- **Material provided**
• • •

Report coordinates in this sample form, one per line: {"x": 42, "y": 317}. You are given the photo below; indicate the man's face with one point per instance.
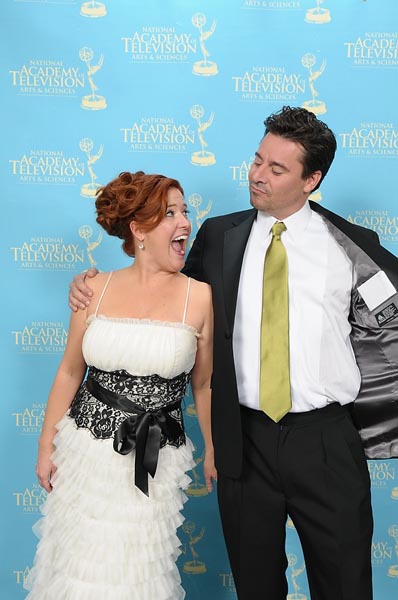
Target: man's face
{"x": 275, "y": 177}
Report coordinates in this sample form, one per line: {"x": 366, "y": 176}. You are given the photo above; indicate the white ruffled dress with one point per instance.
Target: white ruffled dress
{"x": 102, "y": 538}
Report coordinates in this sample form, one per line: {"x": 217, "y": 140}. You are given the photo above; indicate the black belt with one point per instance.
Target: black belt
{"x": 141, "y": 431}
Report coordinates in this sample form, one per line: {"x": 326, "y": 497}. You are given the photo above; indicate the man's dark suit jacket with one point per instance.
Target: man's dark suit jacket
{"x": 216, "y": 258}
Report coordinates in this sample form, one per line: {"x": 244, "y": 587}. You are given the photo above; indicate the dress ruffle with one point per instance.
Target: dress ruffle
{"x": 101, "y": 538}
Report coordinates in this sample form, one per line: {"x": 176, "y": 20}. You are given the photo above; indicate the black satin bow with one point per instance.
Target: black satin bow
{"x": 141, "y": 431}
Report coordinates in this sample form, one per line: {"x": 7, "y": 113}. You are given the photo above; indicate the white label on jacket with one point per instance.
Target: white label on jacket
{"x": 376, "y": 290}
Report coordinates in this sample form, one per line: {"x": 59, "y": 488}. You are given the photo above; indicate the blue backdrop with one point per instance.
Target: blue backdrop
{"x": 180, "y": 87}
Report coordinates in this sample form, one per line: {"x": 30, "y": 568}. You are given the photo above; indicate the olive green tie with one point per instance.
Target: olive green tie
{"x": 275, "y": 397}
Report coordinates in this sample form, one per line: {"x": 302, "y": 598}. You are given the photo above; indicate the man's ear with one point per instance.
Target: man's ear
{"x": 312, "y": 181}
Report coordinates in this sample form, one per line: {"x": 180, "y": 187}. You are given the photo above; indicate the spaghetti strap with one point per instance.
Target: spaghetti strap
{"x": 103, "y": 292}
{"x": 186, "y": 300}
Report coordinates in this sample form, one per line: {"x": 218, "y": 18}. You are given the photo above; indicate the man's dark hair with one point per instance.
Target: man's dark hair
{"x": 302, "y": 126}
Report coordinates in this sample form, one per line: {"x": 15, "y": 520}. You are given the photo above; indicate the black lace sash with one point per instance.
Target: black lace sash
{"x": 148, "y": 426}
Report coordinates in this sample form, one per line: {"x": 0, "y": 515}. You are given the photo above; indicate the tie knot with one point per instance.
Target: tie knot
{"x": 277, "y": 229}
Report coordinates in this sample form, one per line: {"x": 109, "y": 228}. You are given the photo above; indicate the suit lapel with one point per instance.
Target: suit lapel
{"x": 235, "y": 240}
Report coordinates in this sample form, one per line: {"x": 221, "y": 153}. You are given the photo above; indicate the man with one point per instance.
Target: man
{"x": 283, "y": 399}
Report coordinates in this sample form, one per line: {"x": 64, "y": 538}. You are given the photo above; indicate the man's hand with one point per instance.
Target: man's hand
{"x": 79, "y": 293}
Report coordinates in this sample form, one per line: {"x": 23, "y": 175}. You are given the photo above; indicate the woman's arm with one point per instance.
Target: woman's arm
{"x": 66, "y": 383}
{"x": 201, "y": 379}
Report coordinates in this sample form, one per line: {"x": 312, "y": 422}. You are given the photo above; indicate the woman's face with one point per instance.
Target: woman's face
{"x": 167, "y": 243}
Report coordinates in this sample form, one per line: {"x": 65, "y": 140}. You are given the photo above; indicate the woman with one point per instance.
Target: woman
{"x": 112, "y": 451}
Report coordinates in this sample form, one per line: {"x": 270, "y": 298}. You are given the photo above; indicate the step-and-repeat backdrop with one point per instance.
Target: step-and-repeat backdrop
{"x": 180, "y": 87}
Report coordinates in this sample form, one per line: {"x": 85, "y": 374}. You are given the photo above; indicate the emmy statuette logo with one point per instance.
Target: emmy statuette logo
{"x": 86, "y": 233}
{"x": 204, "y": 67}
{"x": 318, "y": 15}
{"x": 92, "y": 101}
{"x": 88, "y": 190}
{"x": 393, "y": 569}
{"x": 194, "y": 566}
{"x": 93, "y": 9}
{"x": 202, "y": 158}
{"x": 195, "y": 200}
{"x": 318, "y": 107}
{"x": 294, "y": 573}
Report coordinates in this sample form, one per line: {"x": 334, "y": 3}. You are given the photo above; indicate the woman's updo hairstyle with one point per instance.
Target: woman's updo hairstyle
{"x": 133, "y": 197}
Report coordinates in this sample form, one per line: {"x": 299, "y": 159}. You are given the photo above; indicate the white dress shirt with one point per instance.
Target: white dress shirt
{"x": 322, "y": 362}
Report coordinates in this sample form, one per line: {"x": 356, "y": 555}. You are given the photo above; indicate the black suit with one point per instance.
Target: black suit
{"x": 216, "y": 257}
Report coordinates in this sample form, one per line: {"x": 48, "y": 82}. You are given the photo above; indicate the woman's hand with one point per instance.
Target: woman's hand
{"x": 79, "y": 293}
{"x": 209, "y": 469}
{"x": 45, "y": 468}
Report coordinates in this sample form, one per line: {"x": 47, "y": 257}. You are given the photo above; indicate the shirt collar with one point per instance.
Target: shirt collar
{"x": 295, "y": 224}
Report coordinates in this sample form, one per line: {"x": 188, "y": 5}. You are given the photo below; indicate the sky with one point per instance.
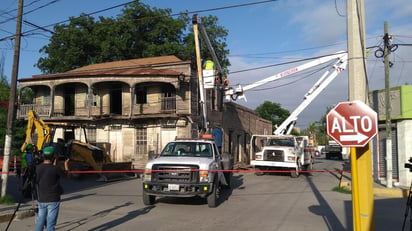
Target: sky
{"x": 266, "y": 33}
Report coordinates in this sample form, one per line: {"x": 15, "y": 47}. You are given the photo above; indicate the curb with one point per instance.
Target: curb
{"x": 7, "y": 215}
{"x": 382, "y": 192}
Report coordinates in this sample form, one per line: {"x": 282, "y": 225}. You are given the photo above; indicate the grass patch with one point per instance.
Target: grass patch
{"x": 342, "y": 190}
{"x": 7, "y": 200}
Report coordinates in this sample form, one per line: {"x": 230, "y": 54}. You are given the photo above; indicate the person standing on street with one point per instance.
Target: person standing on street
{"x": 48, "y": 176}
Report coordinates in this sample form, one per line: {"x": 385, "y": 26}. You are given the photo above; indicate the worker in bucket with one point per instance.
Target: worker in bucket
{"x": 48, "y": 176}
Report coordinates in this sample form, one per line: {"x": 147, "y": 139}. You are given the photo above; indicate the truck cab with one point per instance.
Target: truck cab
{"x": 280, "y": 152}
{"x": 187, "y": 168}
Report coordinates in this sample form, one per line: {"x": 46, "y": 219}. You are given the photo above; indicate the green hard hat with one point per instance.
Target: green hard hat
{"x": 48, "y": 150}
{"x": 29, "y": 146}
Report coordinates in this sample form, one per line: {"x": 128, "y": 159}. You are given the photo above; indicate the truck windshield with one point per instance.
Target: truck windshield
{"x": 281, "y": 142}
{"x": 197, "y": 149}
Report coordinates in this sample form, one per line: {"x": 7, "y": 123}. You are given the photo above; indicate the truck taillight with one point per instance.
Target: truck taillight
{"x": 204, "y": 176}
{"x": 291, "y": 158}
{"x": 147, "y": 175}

• • •

- **Aim**
Write out every line of the records above exactly as it appears, leaving out the pictures.

- **Solution to this exercise**
Report coordinates in this sample form, one per line: {"x": 42, "y": 317}. You are given the photo below; indicate the man's face with one point per instance.
Target: man's face
{"x": 275, "y": 177}
Report coordinates in this sample form, one per line: {"x": 366, "y": 176}. You are given the photo above; indicate the white ruffled dress with one point per instance.
Target: white ruffled dress
{"x": 102, "y": 538}
Report coordinates in this sample form, one per line: {"x": 217, "y": 140}. You are given the photo above; indicate the black belt with one point per instance.
Target: black belt
{"x": 141, "y": 431}
Report coordinates in this sample form, one per line: {"x": 326, "y": 497}. You are given the photo above; indicate the man's dark suit jacket with one point per instance.
Target: man's dark suit jacket
{"x": 216, "y": 258}
Report coordinates in this sample form, one per line: {"x": 244, "y": 587}. You are given the photo above; indicate the dress ruffle with one point per instance.
Target: dress ruffle
{"x": 101, "y": 538}
Report coordinates in this sample form, one per line: {"x": 176, "y": 20}. You are given the photo above; indicate the black satin bow with one point per instance.
Target: black satin bow
{"x": 141, "y": 431}
Report coordinates in this sample form, one per line: {"x": 7, "y": 113}. You are given the photo above; indicate the white label on jacket with one point per instance.
Target: white label on jacket
{"x": 376, "y": 290}
Report coordinates in this sample form, one per line: {"x": 59, "y": 488}. You are given the photo above; indicate the blue backdrop with one point per instance.
Target: blue backdrop
{"x": 180, "y": 87}
Report coordinates in this sample form, one per line: {"x": 30, "y": 568}. You are given the photo above; indicate the olive green tie with one point per instance.
Target: olive green tie
{"x": 275, "y": 397}
Report coordinates in this sample form, one per line: {"x": 302, "y": 598}. You are given the photo above; indicate the man's ear with one point per instance.
Target: man's ear
{"x": 312, "y": 181}
Report coordinates in this sample form, one per line: {"x": 180, "y": 187}. You are given the photo above; indicate the spaghetti strap with one point per instance.
Target: spaghetti strap
{"x": 103, "y": 292}
{"x": 186, "y": 300}
Report coordinates in this sample form, one per line: {"x": 218, "y": 18}. You are given the photo above; indicate the man's dark hair with one point per instance.
Target: man's dark hair
{"x": 302, "y": 126}
Report coordinates in this sample form, one per line: {"x": 15, "y": 520}. You are given the photo above; indicate the black lace sash with one point per instance.
Target: black lace sash
{"x": 148, "y": 426}
Report coordinates in this sample form, one per line: {"x": 0, "y": 515}. You are given the photo above; indicate the tie knot with one point per instance.
Target: tie knot
{"x": 277, "y": 229}
Report coordinates in this sample form, one per line: {"x": 109, "y": 228}. You are given the photo above; indicate the suit lapel with one point per instance.
Target: suit lapel
{"x": 235, "y": 240}
Report coordinates in this sample form, one per line: {"x": 221, "y": 153}. You are given the photo above; indicate the man with one point per instance.
Target: man
{"x": 283, "y": 399}
Report coordinates in this sample form, one per line: {"x": 64, "y": 538}. You are given the photo above; indicate the man's hand with one point per instance.
Target: man's hand
{"x": 79, "y": 293}
Report coordinates in this sample form, one per line: {"x": 23, "y": 175}. You are given the photo above; indicate the woman's arm with one point per instance.
Target: woman's arm
{"x": 66, "y": 383}
{"x": 201, "y": 379}
Report coordinates in this sample form, one per line: {"x": 312, "y": 422}. You are given the photo above; indicate the woman's face with one point per instance.
Target: woman's face
{"x": 167, "y": 243}
Report coordinates in this sample form, one per line: {"x": 65, "y": 140}. You are given the photo above; indicate the woman with one point per instance.
Target: woman
{"x": 112, "y": 451}
Report coordinates in this sample form, one per line: {"x": 270, "y": 298}. You are given the photo above; indicate the step-and-repeat backdrop with one point per instance.
Target: step-and-repeat backdrop
{"x": 180, "y": 87}
Report coordinates in this sample form, one per line: {"x": 85, "y": 374}. You are given the photo above; indicate the emmy statuette logo with one point per instance.
Target: emmy statuette logo
{"x": 86, "y": 233}
{"x": 204, "y": 67}
{"x": 318, "y": 15}
{"x": 92, "y": 101}
{"x": 88, "y": 190}
{"x": 393, "y": 569}
{"x": 194, "y": 566}
{"x": 93, "y": 9}
{"x": 202, "y": 158}
{"x": 195, "y": 200}
{"x": 318, "y": 107}
{"x": 294, "y": 573}
Report coordinates in this sample form, one per line: {"x": 334, "y": 3}. You are given the photo above; indicate the woman's updo hairstyle with one point per instance.
Target: woman's updo hairstyle
{"x": 133, "y": 197}
Report coordinates in this sample form, one per line: {"x": 299, "y": 159}. You are given the photo above; indicate the white dress shirt with one point per instance.
Target: white dress shirt
{"x": 322, "y": 362}
Report coordinates in this sample form, one per line: {"x": 356, "y": 555}. You are given the photo above; indicate the black suit with one point per instance.
Target: black suit
{"x": 216, "y": 257}
Report coordinates in this sample form, one per line: {"x": 48, "y": 82}. You are given the photo above; indicate the woman's hand with one point per instance.
Target: woman's hand
{"x": 79, "y": 293}
{"x": 209, "y": 469}
{"x": 45, "y": 468}
Report coordinates in this sample form, one per line: {"x": 47, "y": 257}. You are given the photo above; indicate the shirt collar with one point per instance.
Target: shirt collar
{"x": 295, "y": 224}
Report coordinates in this sample form, one per line: {"x": 188, "y": 5}. You are given the photo below; indicate the sky with one point per instance.
Target: sky
{"x": 266, "y": 33}
Report coordinates in this sample form, one per line: {"x": 15, "y": 47}. You are given the photo above; indicate the curb with one point per instance.
Target: curb
{"x": 7, "y": 215}
{"x": 382, "y": 192}
Report coordinates in this sample form, one per line: {"x": 282, "y": 225}. You are given the photo above; indicate the grass patch with one point per instance.
Target: grass patch
{"x": 342, "y": 190}
{"x": 7, "y": 200}
Report coordinates in this sample form, one per line: {"x": 230, "y": 54}. You are given the photo above; indicate the person standing on street with one point per instance.
Target: person standing on street
{"x": 48, "y": 176}
Report coordinates in this sample form, one per line: {"x": 385, "y": 26}. You are given the photo above; indicate the worker in bucket with one point per instance.
Target: worker in bucket
{"x": 48, "y": 176}
Report coordinates in this sample form, one per line: {"x": 147, "y": 139}. You are given the photo above; indicate the truck cab with one point per instance.
Target: truck cab
{"x": 280, "y": 152}
{"x": 187, "y": 168}
Report coordinates in this sample form, one per line: {"x": 46, "y": 219}. You are given the photo above; indicate the green hard hat with one point per instance.
Target: green hard hat
{"x": 48, "y": 150}
{"x": 29, "y": 146}
Report coordinates in this sample form, one per line: {"x": 128, "y": 159}. You are given the photo above; indicate the truck windshield with one point per instance.
Target: truck windshield
{"x": 281, "y": 142}
{"x": 197, "y": 149}
Report coordinates in this sample form, one per line: {"x": 7, "y": 123}. You are given the photo above; indicate the truck taillight with one point per instance.
Target: truck taillight
{"x": 204, "y": 176}
{"x": 291, "y": 158}
{"x": 147, "y": 175}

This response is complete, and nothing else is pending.